- About this exercise -
Line by line, copy the records below exactly.

- Material provided -
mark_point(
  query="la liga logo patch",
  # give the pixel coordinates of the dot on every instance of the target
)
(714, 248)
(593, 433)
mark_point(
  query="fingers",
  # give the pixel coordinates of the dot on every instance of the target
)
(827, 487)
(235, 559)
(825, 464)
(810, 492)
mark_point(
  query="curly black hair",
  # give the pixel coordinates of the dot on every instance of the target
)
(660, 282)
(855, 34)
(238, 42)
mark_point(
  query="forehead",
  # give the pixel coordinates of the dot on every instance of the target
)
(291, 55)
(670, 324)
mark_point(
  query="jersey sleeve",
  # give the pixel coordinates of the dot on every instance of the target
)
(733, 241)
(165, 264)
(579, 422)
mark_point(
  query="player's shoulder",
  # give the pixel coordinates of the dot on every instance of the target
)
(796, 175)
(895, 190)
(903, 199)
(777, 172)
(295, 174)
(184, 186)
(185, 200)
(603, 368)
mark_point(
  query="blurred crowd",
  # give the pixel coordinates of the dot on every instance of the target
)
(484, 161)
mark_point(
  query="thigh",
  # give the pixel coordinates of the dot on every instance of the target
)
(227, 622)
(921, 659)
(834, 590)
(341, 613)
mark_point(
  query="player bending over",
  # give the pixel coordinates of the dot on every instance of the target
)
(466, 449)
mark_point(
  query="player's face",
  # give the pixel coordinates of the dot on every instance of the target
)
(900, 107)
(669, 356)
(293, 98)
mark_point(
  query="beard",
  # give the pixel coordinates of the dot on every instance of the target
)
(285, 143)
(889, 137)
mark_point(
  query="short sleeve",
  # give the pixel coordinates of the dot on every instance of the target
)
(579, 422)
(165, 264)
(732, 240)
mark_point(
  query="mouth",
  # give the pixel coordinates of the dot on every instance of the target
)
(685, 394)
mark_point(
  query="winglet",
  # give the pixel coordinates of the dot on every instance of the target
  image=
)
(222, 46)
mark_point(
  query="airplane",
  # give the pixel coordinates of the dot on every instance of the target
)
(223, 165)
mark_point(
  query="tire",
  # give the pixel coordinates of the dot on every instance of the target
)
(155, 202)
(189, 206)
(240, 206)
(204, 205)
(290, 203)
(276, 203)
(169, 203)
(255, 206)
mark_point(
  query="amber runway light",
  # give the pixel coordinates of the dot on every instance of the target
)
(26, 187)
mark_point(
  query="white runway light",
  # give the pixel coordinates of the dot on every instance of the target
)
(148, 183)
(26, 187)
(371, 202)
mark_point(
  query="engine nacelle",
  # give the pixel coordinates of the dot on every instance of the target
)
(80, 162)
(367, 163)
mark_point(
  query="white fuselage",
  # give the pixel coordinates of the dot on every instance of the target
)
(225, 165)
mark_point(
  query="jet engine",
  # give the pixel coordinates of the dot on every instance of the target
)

- Output -
mark_point(
  query="la liga logo patch",
  # give the pixel coordinates of the dot on every instance of the target
)
(714, 248)
(593, 433)
mark_point(
  query="fingers",
  # give the pixel coordinates of the dot on every instance of the target
)
(827, 487)
(235, 559)
(825, 464)
(810, 492)
mark_point(
  query="curly black hair",
  # give the pixel coordinates of the dot on every instance of the target
)
(660, 282)
(855, 34)
(238, 42)
mark_point(
  query="forehead",
  # give the pixel coordinates of the dot on every instance of the target
)
(291, 55)
(670, 324)
mark_point(
  query="jersey sleeve",
  # give the pixel coordinates of the dot on every instance of the target
)
(733, 241)
(165, 264)
(579, 422)
mark_point(
  query="player's shoulder",
  # give the pixel coordinates of the dot on every instance of the target
)
(796, 175)
(895, 190)
(903, 199)
(777, 172)
(295, 174)
(184, 186)
(185, 200)
(603, 368)
mark_point(
  query="blurred crowd",
  # give the pixel coordinates of the dot on every instance of the target
)
(484, 161)
mark_point(
  query="thigh",
  # give the pixel coordinates of the dot on every instance of the target
)
(227, 622)
(921, 659)
(834, 590)
(341, 613)
mark_point(
  query="player bending over",
  # give the pixel coordinates of the dot on every instance of the target
)
(466, 449)
mark_point(
  query="player's face",
  # give the pixel coordinates of the dot on every instance of the target
)
(900, 107)
(669, 356)
(293, 98)
mark_point(
  query="beard",
  # give the pixel coordinates of the dot on every instance of the target
)
(285, 143)
(889, 137)
mark_point(
  query="short sleeve",
  # give the pixel coordinates of the dot on every instance of the target
)
(579, 422)
(165, 264)
(732, 240)
mark_point(
  query="mouth",
  # give the pixel coordinates of the dot on every instance of the target
)
(685, 394)
mark_point(
  query="winglet",
  # give the pixel coordinates of the dot on every instance of the target
  image=
)
(222, 46)
mark_point(
  query="airplane",
  # give the pixel coordinates of the dot on every instance of the target
)
(223, 165)
mark_point(
  query="tire",
  # give the pixel coordinates of the dot on every instance of the target
)
(155, 202)
(189, 206)
(240, 206)
(204, 205)
(290, 203)
(276, 203)
(169, 203)
(255, 206)
mark_point(
  query="amber runway light",
  # give the pixel coordinates of the dot on every instance of the target
)
(26, 187)
mark_point(
  query="white runway light",
  # give the pixel coordinates of the dot on every instance of the target
)
(148, 183)
(26, 187)
(371, 202)
mark_point(
  query="engine nacelle",
  # give the pixel coordinates of the dot on every instance of the target
)
(80, 162)
(367, 163)
mark_point(
  query="white fuselage",
  # give the pixel coordinates of the dot on every instance of the target
)
(225, 165)
mark_point(
  query="jet engine",
  # give the pixel coordinates of the dot on every instance of the target
)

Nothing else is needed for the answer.